ACTIVITY =
Please pick up the passage on presbyopia below and continue it from its last sentence.

According to some optometrists, over 60% of adults rate the loss of near vision as the first or second most impactful age-related ailment which also includes hearing loss, arthritis, diabetes, high blood pressure, and high cholesterol.
There are over 128 million presbyopes (people with presbyopia) in America. Why does that sound like a crazy number? It’s because the population is growing, life expectancy is increasing, adults are working longer, and with that near vision is becoming increasingly important to us. We know that whatever year it is for us as individuals, we start to notice those unmistakable signs of presbyopia: our inability to see sharp detail and fine print, suffering from headaches and blurry vision. It’s important to know that presbyopia is not an eye disease. It’s a natural part of life; however, left untreated, it affects our performance, our response times, and our quality of life.
Our eyes are amazing and it’s easy to forget that they are organs, working hard to bring objects into focus and send information to the brain. When light enters the eye, it passes through the cornea, pupil (with help from the iris), and through to the lens. In our younger years, the lens is elastic, flexible, and easily changes shape to bend the light rays to the retina, which is at the back of the eye. Ciliary muscles, which help support the lens, change shape and work hard to accommodate close and distant images.

Data items:
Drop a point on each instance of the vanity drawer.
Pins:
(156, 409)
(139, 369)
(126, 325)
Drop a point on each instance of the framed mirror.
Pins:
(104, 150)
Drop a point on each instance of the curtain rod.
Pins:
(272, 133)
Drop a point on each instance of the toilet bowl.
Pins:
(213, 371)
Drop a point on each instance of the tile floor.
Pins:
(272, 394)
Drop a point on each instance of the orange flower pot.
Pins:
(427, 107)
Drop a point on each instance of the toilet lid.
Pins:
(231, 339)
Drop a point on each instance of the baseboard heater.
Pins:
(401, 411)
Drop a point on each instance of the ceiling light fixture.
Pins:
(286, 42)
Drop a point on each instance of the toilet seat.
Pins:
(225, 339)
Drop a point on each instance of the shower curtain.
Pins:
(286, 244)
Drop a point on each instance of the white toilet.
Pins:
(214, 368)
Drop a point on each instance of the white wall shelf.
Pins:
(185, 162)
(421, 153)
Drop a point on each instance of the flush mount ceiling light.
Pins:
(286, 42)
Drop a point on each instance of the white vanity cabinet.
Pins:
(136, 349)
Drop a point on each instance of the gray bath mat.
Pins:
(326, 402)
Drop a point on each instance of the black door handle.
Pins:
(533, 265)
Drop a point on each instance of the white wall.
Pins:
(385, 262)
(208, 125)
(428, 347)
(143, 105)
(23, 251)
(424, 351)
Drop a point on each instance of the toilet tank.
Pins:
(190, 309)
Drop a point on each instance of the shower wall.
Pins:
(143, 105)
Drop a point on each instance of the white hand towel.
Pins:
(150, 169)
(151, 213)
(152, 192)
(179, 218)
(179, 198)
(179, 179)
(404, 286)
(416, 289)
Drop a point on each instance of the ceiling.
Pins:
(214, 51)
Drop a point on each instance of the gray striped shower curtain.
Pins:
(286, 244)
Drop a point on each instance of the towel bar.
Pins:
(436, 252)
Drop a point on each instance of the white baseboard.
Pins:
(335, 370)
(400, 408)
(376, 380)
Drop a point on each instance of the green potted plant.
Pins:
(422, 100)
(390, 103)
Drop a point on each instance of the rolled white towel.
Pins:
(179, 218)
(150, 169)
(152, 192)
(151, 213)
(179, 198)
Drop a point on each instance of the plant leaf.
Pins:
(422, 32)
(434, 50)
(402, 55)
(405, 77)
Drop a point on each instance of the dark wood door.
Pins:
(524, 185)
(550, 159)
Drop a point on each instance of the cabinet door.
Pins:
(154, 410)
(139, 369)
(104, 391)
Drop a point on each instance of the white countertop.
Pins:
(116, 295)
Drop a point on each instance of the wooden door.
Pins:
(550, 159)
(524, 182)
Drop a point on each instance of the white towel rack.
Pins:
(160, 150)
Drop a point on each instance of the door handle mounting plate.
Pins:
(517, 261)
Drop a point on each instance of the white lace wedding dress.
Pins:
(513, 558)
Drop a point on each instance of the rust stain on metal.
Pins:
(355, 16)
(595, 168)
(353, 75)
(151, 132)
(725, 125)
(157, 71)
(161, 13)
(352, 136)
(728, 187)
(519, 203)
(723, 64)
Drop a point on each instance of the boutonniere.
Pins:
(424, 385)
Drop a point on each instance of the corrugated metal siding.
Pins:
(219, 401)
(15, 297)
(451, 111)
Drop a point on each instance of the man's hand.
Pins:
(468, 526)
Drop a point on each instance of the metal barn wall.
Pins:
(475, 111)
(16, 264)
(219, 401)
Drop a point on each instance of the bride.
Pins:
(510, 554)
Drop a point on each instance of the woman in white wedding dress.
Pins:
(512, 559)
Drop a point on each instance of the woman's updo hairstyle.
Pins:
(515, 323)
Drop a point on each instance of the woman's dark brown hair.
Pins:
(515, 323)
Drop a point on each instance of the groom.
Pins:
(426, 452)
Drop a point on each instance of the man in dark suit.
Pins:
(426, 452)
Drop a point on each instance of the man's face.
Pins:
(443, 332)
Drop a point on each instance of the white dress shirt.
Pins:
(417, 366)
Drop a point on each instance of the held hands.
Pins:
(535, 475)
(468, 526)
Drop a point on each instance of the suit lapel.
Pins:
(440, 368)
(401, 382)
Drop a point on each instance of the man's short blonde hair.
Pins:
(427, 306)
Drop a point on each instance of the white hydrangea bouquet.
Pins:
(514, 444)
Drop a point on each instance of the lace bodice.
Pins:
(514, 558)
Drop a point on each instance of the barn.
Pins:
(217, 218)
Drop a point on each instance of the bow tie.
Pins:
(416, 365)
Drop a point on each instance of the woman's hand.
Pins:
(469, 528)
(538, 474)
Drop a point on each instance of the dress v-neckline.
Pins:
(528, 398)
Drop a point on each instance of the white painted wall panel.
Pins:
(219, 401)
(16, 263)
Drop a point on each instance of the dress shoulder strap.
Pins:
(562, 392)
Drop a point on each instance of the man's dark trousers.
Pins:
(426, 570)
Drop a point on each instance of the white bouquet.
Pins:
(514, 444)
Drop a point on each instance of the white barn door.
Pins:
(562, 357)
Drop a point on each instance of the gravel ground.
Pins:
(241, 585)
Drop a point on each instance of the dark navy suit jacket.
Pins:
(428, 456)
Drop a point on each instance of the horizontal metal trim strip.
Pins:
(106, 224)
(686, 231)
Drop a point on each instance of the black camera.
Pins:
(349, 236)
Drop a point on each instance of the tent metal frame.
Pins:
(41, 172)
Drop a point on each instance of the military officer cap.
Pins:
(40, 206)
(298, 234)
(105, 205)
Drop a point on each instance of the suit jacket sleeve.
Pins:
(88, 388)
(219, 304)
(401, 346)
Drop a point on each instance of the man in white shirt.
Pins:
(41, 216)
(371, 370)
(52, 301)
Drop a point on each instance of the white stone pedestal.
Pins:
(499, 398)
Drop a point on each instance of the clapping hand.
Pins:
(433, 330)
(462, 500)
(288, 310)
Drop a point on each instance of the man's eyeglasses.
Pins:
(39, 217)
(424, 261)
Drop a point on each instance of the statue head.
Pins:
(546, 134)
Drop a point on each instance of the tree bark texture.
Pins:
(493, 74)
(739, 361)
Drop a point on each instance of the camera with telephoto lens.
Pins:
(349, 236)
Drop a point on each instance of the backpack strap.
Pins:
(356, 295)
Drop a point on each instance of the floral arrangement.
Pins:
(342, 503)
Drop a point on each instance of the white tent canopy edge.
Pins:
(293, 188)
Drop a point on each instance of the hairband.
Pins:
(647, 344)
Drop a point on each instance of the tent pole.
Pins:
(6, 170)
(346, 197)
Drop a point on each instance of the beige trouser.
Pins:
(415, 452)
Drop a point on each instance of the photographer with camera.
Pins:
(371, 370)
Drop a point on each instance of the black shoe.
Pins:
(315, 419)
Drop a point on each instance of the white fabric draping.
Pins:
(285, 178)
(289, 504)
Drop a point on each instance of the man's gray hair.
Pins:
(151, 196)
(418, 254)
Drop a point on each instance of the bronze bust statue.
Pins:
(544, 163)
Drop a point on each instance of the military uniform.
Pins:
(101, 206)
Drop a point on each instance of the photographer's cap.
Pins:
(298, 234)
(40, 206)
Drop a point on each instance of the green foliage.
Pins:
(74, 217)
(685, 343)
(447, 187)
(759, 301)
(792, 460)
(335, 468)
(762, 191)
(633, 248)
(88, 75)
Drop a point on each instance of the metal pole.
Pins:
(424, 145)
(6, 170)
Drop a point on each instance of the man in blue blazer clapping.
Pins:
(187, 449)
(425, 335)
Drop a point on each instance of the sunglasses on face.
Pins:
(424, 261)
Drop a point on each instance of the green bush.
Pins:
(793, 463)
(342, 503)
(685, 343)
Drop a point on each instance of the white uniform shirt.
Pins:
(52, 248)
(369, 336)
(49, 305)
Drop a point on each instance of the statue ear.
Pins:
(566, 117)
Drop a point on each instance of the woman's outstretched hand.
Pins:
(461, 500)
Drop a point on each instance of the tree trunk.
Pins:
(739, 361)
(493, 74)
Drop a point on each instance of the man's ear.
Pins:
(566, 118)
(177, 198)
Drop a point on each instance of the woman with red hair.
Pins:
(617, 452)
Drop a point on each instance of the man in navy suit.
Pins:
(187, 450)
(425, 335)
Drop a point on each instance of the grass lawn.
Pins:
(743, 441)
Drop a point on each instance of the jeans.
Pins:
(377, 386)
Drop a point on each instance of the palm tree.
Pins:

EXERCISE OUTPUT =
With time, the lens will harden, lose elasticity, and will be unable to bend the light to focus it on the retina. The ciliary muscles will fatigue easier which causes eye strain, blurry vision, and headaches.
Many treatments exist in the ever-advancing world of optometry and ophthalmics. Presbyopes have a variety of modalities to opt for like lens implants, monovision contact lenses, LASIK, conductive keroplasty, and refractive surgery. These treatments can drastically improve quality of life; however, they are expensive, don’t have a guarantee of 100% clear vision, and have an adjustment period that some adults don’t adapt well to. The most widely used method used by adults living with presbyopia is eyeglasses. If your eye health is overall in great shape, readers are the way to go. Otherwise, your optometrist will fit you for bifocals, trifocals, or progressive lenses.
If you are living life and thriving on the other side of 40, what can you do? Presbyopia is inevitable so putting your eye health first is vital to maintaining as much of your vision for as long as possible.